§ WHAT TO PRODUCE: Scan the records for "yellow". Report each line that includes it.

(GIVEN RECORDS Opens)

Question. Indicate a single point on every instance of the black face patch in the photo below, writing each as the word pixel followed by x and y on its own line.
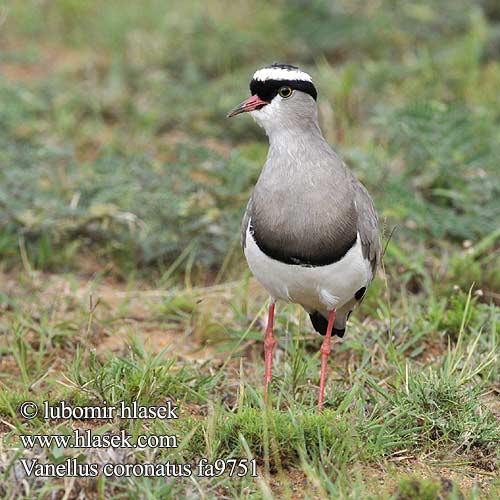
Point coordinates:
pixel 268 89
pixel 360 293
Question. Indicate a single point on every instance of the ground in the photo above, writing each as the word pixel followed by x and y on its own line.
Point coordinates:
pixel 121 278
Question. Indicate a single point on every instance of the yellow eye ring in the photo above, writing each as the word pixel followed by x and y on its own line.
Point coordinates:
pixel 285 92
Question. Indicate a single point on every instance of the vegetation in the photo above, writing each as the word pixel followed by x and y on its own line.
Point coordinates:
pixel 122 187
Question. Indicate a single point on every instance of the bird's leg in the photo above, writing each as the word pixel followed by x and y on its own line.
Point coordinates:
pixel 326 347
pixel 269 344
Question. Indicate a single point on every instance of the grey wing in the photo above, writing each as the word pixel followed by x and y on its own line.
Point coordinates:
pixel 367 226
pixel 245 222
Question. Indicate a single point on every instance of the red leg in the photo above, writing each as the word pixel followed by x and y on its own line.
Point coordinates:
pixel 269 344
pixel 326 347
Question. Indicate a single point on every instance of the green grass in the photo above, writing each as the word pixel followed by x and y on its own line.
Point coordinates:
pixel 122 187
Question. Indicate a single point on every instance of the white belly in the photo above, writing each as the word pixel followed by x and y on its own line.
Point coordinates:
pixel 316 288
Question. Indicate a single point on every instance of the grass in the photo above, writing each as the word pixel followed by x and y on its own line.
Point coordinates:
pixel 121 191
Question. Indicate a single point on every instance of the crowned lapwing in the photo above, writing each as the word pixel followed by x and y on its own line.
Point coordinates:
pixel 310 230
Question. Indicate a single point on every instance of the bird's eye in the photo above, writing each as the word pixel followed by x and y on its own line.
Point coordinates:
pixel 285 92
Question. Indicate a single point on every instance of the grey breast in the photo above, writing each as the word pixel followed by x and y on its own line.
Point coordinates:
pixel 303 210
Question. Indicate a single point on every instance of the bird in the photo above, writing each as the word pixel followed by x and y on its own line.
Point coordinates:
pixel 310 232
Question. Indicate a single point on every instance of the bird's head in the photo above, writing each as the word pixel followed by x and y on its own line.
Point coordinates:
pixel 283 96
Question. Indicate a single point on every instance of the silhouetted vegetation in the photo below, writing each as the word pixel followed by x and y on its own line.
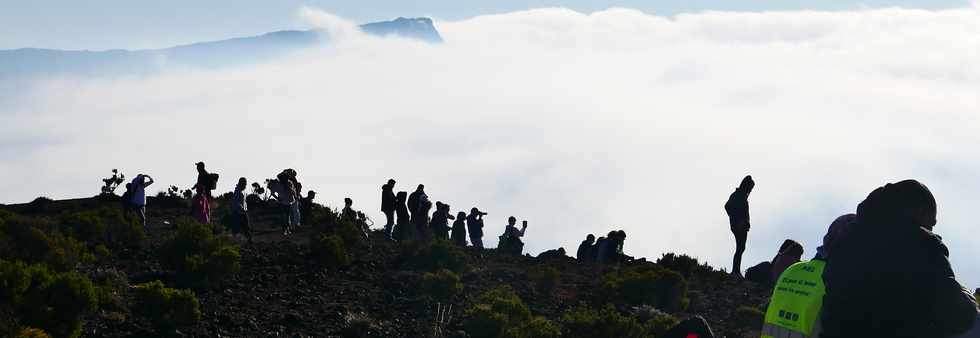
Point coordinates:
pixel 167 308
pixel 197 255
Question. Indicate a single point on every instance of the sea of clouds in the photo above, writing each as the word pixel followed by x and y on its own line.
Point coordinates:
pixel 580 123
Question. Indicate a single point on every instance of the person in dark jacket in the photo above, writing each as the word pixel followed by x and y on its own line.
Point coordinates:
pixel 440 221
pixel 890 276
pixel 459 229
pixel 737 208
pixel 584 253
pixel 474 223
pixel 415 201
pixel 402 224
pixel 421 219
pixel 388 205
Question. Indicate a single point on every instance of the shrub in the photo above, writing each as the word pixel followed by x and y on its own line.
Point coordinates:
pixel 31 332
pixel 584 322
pixel 433 256
pixel 748 317
pixel 54 302
pixel 441 285
pixel 329 251
pixel 650 285
pixel 495 313
pixel 166 308
pixel 537 327
pixel 545 279
pixel 357 325
pixel 197 255
pixel 111 287
pixel 104 226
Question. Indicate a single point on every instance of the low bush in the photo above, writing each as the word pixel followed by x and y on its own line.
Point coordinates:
pixel 54 302
pixel 104 226
pixel 166 308
pixel 583 321
pixel 442 285
pixel 649 284
pixel 545 279
pixel 433 256
pixel 31 332
pixel 689 267
pixel 111 288
pixel 330 251
pixel 496 313
pixel 37 240
pixel 199 257
pixel 748 317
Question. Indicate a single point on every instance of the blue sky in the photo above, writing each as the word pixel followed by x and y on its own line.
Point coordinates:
pixel 70 24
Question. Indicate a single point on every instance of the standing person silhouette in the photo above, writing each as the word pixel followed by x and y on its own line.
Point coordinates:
pixel 737 208
pixel 138 202
pixel 474 223
pixel 388 205
pixel 415 201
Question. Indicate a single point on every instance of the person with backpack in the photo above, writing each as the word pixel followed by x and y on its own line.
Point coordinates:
pixel 510 241
pixel 459 230
pixel 403 225
pixel 305 207
pixel 891 276
pixel 474 224
pixel 440 221
pixel 138 200
pixel 239 220
pixel 415 201
pixel 388 206
pixel 797 297
pixel 737 209
pixel 200 208
pixel 584 253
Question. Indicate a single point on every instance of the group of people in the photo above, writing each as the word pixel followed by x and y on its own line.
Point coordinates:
pixel 407 217
pixel 608 249
pixel 880 272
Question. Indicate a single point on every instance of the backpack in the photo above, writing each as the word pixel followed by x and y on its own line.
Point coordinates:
pixel 760 273
pixel 212 181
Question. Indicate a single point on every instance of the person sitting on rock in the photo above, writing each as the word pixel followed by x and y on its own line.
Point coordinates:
pixel 789 254
pixel 459 230
pixel 510 240
pixel 584 253
pixel 891 276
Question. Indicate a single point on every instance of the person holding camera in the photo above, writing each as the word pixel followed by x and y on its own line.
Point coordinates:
pixel 138 201
pixel 510 241
pixel 474 223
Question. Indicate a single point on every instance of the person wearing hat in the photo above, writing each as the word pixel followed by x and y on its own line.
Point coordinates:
pixel 388 205
pixel 458 235
pixel 474 223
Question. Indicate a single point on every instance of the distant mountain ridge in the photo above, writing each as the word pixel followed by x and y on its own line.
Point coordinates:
pixel 27 62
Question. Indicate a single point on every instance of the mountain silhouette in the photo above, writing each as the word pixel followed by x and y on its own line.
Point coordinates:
pixel 28 62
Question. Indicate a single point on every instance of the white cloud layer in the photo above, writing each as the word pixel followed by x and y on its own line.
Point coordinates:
pixel 580 123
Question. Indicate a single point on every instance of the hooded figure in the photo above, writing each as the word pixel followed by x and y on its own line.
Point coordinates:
pixel 459 229
pixel 797 298
pixel 890 276
pixel 584 253
pixel 737 209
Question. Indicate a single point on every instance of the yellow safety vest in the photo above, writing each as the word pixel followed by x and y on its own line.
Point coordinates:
pixel 794 309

(GIVEN RECORDS Closes)

§ SOLUTION FOR THIS TASK:
Question. Indicate a single point on every instance of the yellow eye ring in the photo above, writing each as the word pixel followed by x and y on its own line.
Question. Indicate a single point on every instance of the yellow safety vest in the photo above, writing each as the word pixel followed by x and y on its own line.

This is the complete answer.